- [REQUIRED WORK]: Copy the items below word for word, starting at the line that contains "Spot the roof" and continuing through the last line of the items, with both ends included.

--------------------------------

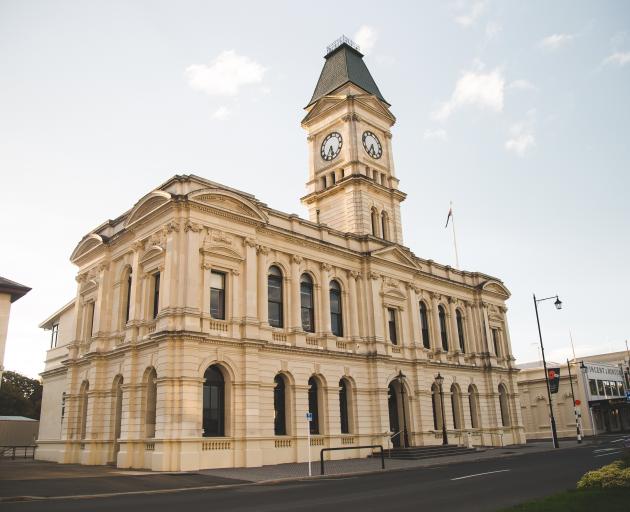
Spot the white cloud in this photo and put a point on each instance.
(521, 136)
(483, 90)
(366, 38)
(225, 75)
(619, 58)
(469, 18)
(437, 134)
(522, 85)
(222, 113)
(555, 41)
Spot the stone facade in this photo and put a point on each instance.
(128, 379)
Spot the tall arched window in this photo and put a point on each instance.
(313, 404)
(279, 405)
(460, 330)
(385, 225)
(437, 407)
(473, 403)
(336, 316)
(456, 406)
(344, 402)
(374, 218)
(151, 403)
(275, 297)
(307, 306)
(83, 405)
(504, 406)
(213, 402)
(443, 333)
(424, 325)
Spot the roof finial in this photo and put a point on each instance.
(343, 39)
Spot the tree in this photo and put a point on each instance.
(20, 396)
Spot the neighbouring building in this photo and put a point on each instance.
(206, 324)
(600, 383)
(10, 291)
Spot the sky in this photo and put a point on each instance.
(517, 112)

--------------------------------

- [SOLUTION]:
Spot the roof finial in this photo and put a point on each instance.
(343, 39)
Spot the tree in this photo and put a point on each instance.
(20, 396)
Spot the neighbouring building in this photo and put a point on each instance.
(206, 324)
(600, 383)
(10, 291)
Spot the sky in this photo and put a point on each instance.
(517, 112)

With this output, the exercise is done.